---------- GIVEN DATA ----------
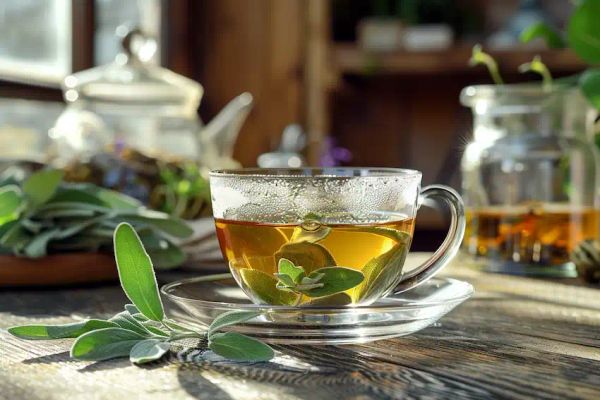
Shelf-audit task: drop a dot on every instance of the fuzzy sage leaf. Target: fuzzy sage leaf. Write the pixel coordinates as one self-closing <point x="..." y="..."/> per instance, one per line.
<point x="136" y="273"/>
<point x="104" y="344"/>
<point x="42" y="185"/>
<point x="71" y="330"/>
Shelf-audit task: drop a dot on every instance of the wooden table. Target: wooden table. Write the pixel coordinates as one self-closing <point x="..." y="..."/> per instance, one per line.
<point x="516" y="338"/>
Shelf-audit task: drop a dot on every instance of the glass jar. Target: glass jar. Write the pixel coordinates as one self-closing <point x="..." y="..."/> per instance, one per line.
<point x="132" y="126"/>
<point x="529" y="177"/>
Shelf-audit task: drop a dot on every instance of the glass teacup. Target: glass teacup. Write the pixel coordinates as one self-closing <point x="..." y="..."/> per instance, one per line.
<point x="325" y="237"/>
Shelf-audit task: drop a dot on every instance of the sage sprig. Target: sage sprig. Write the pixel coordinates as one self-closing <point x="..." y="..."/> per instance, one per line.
<point x="44" y="215"/>
<point x="142" y="331"/>
<point x="322" y="282"/>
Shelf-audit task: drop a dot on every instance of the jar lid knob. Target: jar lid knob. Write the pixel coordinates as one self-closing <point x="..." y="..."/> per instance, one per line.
<point x="137" y="46"/>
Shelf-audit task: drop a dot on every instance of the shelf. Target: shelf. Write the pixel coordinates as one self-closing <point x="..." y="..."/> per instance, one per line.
<point x="350" y="59"/>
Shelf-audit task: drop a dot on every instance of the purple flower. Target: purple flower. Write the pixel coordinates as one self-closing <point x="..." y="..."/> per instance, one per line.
<point x="333" y="155"/>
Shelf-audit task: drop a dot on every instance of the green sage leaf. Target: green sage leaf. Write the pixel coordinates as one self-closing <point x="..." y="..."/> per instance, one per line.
<point x="37" y="247"/>
<point x="71" y="330"/>
<point x="76" y="195"/>
<point x="41" y="186"/>
<point x="383" y="271"/>
<point x="127" y="321"/>
<point x="334" y="280"/>
<point x="161" y="221"/>
<point x="589" y="82"/>
<point x="10" y="203"/>
<point x="148" y="350"/>
<point x="238" y="347"/>
<point x="544" y="31"/>
<point x="131" y="309"/>
<point x="583" y="31"/>
<point x="104" y="344"/>
<point x="264" y="287"/>
<point x="310" y="256"/>
<point x="230" y="318"/>
<point x="167" y="255"/>
<point x="303" y="235"/>
<point x="136" y="273"/>
<point x="288" y="268"/>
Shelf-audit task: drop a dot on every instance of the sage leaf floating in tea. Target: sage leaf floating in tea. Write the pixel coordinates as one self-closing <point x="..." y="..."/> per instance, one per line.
<point x="382" y="272"/>
<point x="264" y="287"/>
<point x="311" y="256"/>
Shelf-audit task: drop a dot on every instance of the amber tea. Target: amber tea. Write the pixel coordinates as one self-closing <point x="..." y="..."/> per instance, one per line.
<point x="255" y="251"/>
<point x="534" y="234"/>
<point x="326" y="236"/>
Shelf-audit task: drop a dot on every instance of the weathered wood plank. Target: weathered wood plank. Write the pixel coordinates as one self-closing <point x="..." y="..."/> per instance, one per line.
<point x="517" y="338"/>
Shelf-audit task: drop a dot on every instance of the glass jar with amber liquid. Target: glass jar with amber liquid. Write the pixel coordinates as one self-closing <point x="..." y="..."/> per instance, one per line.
<point x="529" y="178"/>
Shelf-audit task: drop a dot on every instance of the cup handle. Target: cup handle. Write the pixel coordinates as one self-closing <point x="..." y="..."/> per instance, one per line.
<point x="449" y="247"/>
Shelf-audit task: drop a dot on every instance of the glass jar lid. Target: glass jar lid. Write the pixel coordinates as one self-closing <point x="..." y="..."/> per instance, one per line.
<point x="131" y="80"/>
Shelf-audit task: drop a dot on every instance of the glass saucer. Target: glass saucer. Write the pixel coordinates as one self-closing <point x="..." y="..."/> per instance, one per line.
<point x="196" y="302"/>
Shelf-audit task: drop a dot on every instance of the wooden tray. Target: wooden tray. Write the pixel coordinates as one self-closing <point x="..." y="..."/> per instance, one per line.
<point x="57" y="270"/>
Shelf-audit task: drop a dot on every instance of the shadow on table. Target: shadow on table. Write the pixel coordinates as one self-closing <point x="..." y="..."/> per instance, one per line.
<point x="296" y="373"/>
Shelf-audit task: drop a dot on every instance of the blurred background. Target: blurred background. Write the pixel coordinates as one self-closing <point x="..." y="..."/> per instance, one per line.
<point x="368" y="83"/>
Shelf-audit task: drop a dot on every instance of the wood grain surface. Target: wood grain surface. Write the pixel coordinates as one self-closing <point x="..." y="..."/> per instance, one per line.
<point x="516" y="338"/>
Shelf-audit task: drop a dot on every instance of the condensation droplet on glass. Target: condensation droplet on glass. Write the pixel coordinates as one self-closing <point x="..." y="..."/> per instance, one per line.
<point x="310" y="225"/>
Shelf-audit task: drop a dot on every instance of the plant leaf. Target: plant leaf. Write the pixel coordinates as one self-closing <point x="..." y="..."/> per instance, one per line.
<point x="382" y="271"/>
<point x="264" y="287"/>
<point x="71" y="330"/>
<point x="15" y="237"/>
<point x="286" y="267"/>
<point x="136" y="273"/>
<point x="167" y="256"/>
<point x="583" y="31"/>
<point x="148" y="350"/>
<point x="131" y="309"/>
<point x="104" y="344"/>
<point x="589" y="82"/>
<point x="161" y="221"/>
<point x="285" y="280"/>
<point x="334" y="280"/>
<point x="238" y="347"/>
<point x="126" y="321"/>
<point x="41" y="186"/>
<point x="10" y="203"/>
<point x="77" y="195"/>
<point x="36" y="248"/>
<point x="116" y="200"/>
<point x="310" y="256"/>
<point x="230" y="318"/>
<point x="303" y="235"/>
<point x="544" y="31"/>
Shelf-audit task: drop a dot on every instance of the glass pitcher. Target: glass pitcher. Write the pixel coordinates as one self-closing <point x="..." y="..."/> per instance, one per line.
<point x="529" y="177"/>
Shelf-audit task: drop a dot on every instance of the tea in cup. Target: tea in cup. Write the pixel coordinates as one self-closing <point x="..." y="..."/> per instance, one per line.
<point x="325" y="236"/>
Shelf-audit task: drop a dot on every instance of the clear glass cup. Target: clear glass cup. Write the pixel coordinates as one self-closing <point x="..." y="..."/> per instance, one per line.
<point x="529" y="177"/>
<point x="359" y="219"/>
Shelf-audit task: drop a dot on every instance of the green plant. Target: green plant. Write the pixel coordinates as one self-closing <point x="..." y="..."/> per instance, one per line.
<point x="143" y="331"/>
<point x="582" y="35"/>
<point x="44" y="215"/>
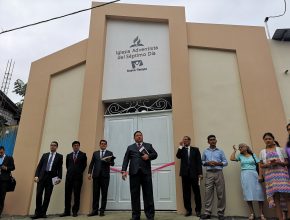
----------
• **TASK GOAL**
The answer must be an exact copy of the lines from the one containing "the glass pitcher." through the last line of the records, with no pictures included.

• **EXERCISE RESULT**
Shelf-audit task: drop a dot on every instance of the glass pitcher. Target: glass pitcher. Write the pixel coordinates as one self-closing <point x="..." y="..."/> per instance, one per line.
<point x="529" y="177"/>
Shelf-audit task: drop a dot on every instance of the tea in cup. Target: tea in cup. Write the pixel coordinates as one self-closing <point x="..." y="..."/> per instance, one per line.
<point x="325" y="236"/>
Shelf-audit task: drop a dot on every instance of the clear glass cup. Target: clear glass cup. Write the pixel coordinates as one self-closing <point x="..." y="..."/> per instance, one per line.
<point x="529" y="177"/>
<point x="359" y="219"/>
Shelf-audit task: drop a dot on every instance of the green plant. Target: green plant. Write the pixel coordinates as one self-closing <point x="..." y="..."/> per instance, one per line.
<point x="143" y="331"/>
<point x="582" y="35"/>
<point x="44" y="215"/>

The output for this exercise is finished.